Vasile Buhăescu (born 2 February 1988) is a Romanian professional footballer who plays as a striker.

Club career

He started his career at the second team of the Vaslui, FCM Huși, but in October 2005, he was selected by Mircea Rednic to play in the first team.  His first match was against Pandurii Târgu-Jiu, and he was seen then as a great star. In his first season he failed to score a goal.

In the next season, he started playing more, and at the final season, he played 24 games.

At the beginning of the new season, he was linked by FCSB, but Adrian Porumboiu rejected the 1 million offer, saying that in a few years he would be worth four times as much. He started in the first 11 in the new season, but because of his injuries, he failed to play more than ten games. His only goal in this season was in a draw, against UTA Arad.

Because of his lack of matches, he was loaned to Concordia Chiajna in winter 2010, for free. In 2011, he was loaned to CSMS Iași and Petrolul Ploiești. He helped Petrolul gain promotion to Liga I. In the summer of 2011 he returned to FC Vaslui. In the 2011/2012 season he helped FC Vaslui to qualify for the first time ever in the Europa League group stages. In the same season he scored two goals in Liga I.

#### GIVEN TASK A:
Decide whether each statement agrees with the biography: (i) his first match for the Vaslui first team was against Pandurii Târgu-Jiu; (ii) Adrian Porumboiu accepted the 1 million offer from FCSB; (iii) he scored two goals in Liga I in the 2011/2012 season. Answer yes or no for each and quote the words of the biography that decide it.
The biography and the rows are separate, unrelated material.

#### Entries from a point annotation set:
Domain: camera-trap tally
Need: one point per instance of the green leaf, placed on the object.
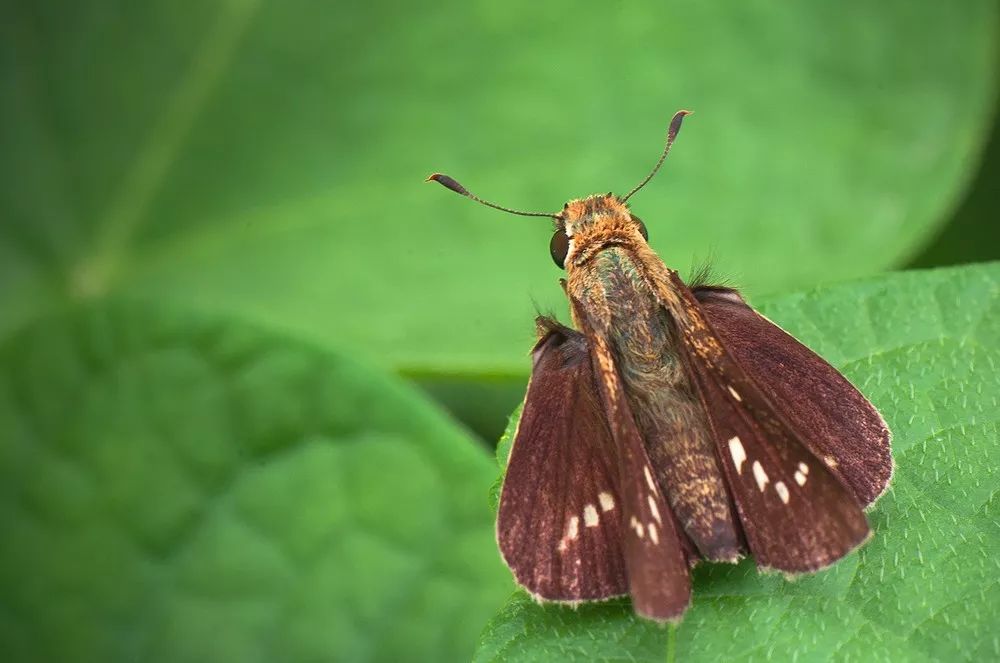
(175, 489)
(266, 158)
(925, 347)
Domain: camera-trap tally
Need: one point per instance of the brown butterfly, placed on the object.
(676, 425)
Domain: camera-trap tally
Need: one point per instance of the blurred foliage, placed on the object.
(179, 176)
(173, 490)
(924, 346)
(266, 160)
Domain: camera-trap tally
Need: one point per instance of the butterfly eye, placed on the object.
(559, 247)
(642, 228)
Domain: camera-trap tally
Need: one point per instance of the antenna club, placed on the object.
(448, 183)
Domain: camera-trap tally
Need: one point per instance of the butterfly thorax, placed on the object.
(607, 280)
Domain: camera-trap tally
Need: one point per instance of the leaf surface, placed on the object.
(179, 489)
(266, 159)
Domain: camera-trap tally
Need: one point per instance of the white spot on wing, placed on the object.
(652, 507)
(760, 475)
(738, 453)
(782, 490)
(649, 478)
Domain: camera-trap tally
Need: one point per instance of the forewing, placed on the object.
(558, 523)
(797, 514)
(833, 418)
(656, 553)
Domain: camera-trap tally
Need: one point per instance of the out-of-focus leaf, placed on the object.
(175, 490)
(925, 347)
(266, 158)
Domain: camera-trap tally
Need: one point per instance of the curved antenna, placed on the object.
(672, 131)
(450, 183)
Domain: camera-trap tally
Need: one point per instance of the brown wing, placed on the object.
(833, 418)
(656, 553)
(796, 514)
(558, 522)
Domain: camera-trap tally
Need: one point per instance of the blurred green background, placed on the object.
(221, 275)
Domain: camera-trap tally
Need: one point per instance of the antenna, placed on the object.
(672, 131)
(450, 183)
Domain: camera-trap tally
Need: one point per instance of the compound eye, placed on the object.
(559, 247)
(642, 228)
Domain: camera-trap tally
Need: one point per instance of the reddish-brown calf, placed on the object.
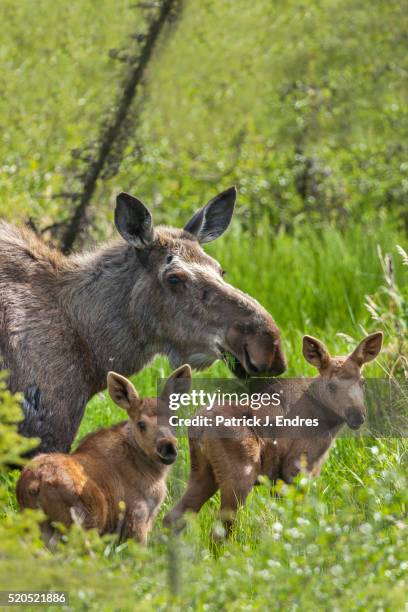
(115, 481)
(233, 464)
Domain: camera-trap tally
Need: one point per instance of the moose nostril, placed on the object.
(167, 450)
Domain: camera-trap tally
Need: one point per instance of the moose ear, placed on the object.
(213, 219)
(368, 349)
(315, 352)
(179, 382)
(123, 393)
(133, 221)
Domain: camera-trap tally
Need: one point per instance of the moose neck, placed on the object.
(328, 420)
(99, 293)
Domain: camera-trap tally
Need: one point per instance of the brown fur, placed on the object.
(119, 465)
(66, 321)
(234, 464)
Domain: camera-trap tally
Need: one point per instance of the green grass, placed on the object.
(248, 94)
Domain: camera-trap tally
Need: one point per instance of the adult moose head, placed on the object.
(66, 321)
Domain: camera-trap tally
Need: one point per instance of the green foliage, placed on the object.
(302, 105)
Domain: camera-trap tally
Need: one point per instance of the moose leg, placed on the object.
(233, 495)
(138, 524)
(44, 418)
(199, 489)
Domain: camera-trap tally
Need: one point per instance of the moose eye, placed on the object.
(332, 387)
(141, 425)
(173, 280)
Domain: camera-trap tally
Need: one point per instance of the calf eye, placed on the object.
(141, 425)
(332, 387)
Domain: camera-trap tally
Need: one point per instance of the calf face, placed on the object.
(339, 387)
(123, 466)
(233, 465)
(156, 441)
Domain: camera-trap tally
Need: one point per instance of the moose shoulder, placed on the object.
(66, 321)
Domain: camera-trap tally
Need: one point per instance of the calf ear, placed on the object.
(315, 352)
(179, 382)
(213, 219)
(123, 393)
(133, 221)
(368, 349)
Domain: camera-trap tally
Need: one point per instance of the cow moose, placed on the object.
(115, 481)
(65, 321)
(233, 464)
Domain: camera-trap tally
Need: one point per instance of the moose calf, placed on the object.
(335, 397)
(126, 463)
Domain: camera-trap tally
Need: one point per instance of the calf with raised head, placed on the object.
(233, 464)
(118, 470)
(65, 322)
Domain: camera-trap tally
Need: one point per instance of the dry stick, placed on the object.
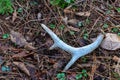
(75, 52)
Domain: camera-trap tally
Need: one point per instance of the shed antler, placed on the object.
(75, 52)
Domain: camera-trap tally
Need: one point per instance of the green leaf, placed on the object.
(68, 1)
(78, 76)
(115, 29)
(54, 2)
(87, 21)
(62, 27)
(85, 74)
(5, 68)
(6, 7)
(61, 76)
(84, 59)
(118, 10)
(80, 24)
(72, 32)
(85, 36)
(105, 25)
(5, 36)
(118, 33)
(20, 10)
(52, 26)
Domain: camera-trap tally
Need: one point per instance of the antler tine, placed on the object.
(75, 52)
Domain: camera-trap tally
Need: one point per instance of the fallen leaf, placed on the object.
(14, 16)
(83, 13)
(18, 39)
(21, 54)
(22, 67)
(111, 42)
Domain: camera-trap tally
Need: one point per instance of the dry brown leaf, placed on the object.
(18, 39)
(73, 22)
(22, 67)
(83, 13)
(14, 16)
(111, 42)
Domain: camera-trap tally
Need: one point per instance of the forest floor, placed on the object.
(24, 45)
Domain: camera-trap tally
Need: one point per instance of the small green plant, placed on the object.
(118, 33)
(62, 27)
(61, 76)
(5, 36)
(81, 75)
(105, 25)
(72, 32)
(115, 29)
(80, 24)
(118, 10)
(61, 3)
(116, 75)
(85, 35)
(6, 7)
(84, 59)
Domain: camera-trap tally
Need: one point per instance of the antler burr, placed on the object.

#### GIVEN TASK B:
Find each line in the rows that contains the string "leaf" and copy it.

#### COMPLETE OUTPUT A:
(i) Yes: "His first match was against Pandurii Târgu-Jiu"
(ii) No: "Adrian Porumboiu rejected the 1 million offer"
(iii) Yes: "In the same season he scored two goals in Liga I."

#### COMPLETE OUTPUT B:
Need: one point per instance of the green leaf, placed on the object.
Need: one point per instance of the leaf surface, placed on the object.
Need: one point per instance of the out-of-focus leaf, placed on the object.
Need: one point per instance of the green leaf, placed on the object.
Need: one point per instance of the fallen leaf, placed on the object.
Need: one point per instance of the dry brown leaf, placed on the object.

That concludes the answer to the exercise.